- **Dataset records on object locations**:
★ ★ ★ ★
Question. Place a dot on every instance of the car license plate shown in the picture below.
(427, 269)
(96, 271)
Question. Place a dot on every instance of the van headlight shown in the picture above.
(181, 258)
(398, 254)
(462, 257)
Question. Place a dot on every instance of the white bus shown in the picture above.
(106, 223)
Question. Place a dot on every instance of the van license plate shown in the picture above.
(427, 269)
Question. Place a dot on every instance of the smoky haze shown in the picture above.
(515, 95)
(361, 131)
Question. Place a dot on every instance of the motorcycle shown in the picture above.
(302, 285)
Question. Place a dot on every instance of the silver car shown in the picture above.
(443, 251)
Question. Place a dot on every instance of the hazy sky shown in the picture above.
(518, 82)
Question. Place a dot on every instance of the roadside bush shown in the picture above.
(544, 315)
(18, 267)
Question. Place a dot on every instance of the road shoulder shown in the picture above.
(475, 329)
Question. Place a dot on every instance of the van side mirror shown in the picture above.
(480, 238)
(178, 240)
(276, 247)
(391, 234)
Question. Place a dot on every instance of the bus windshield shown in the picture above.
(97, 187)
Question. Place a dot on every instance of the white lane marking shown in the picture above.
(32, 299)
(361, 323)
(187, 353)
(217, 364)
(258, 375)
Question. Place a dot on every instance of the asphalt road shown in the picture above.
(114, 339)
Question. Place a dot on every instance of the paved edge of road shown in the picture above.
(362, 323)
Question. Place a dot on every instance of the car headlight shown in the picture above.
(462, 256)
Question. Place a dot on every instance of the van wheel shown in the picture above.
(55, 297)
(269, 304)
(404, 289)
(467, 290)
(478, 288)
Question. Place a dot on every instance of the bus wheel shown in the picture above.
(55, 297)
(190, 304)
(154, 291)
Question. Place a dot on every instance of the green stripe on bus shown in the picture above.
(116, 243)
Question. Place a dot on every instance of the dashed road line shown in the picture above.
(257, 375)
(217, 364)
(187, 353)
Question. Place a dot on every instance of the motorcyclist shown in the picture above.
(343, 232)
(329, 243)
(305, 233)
★ ★ ★ ★
- **STATED PROBLEM**:
Copy all of the material above line for line, without changing anything.

- **RESULT FOR THIS EXERCISE**:
Question. Place a dot on every instance of the car license plate shown in the picture below.
(427, 269)
(96, 271)
Question. Place a dot on every instance of the van headlight shown in the picture above.
(181, 258)
(398, 254)
(462, 257)
Question. Place a dot on every instance of the white bus shown in the picture above.
(106, 223)
Question. Place a dot on every instance of the van license plate shown in the picture above.
(427, 269)
Question. Place a dot on every instance of the smoky haze shown in the picture above.
(515, 95)
(361, 131)
Question. Place a dot on every instance of the motorcycle shown in the picture above.
(302, 285)
Question. Place a dot on every instance of the silver car shown in the picture above.
(443, 251)
Question. Place a dot on every instance of the hazy sky shown in the picture above.
(518, 82)
Question. Place a dot on every instance of the roadside bush shown in the picture above.
(544, 315)
(18, 267)
Question. Place a dot on every instance of the road shoulder shown in the picture above.
(475, 329)
Question. Place a dot on every instance of the van side mirror shown in the picture above.
(480, 238)
(178, 240)
(276, 247)
(391, 234)
Question. Place a dot on every instance of the bus windshield shown in the picture above.
(97, 187)
Question. Place a dot on every instance of the white lane marking shown in the picture above.
(32, 299)
(361, 323)
(187, 353)
(217, 364)
(258, 375)
Question. Place a dot on every instance of the asphalt road shown in the picture above.
(114, 339)
Question. Place a dot on every instance of the paved edge of road shown in the picture above.
(362, 323)
Question. Place a dot on every instance of the car headlight shown in the picture above.
(462, 256)
Question. Place a dot on every instance of the van wheel shown in the picture above.
(55, 297)
(269, 304)
(404, 289)
(467, 290)
(478, 288)
Question. Place a dot on every instance of the bus wheel shown in the picture above.
(55, 297)
(190, 304)
(154, 291)
Question. Place a dot on every instance of the green stripe on bus shown in the picture above.
(116, 243)
Question. Place a dot on every instance of the dashed road line shown in the picture above.
(257, 375)
(217, 364)
(187, 353)
Question. Place a dot on every instance of the motorcyclist shown in the picture above.
(343, 232)
(329, 243)
(305, 233)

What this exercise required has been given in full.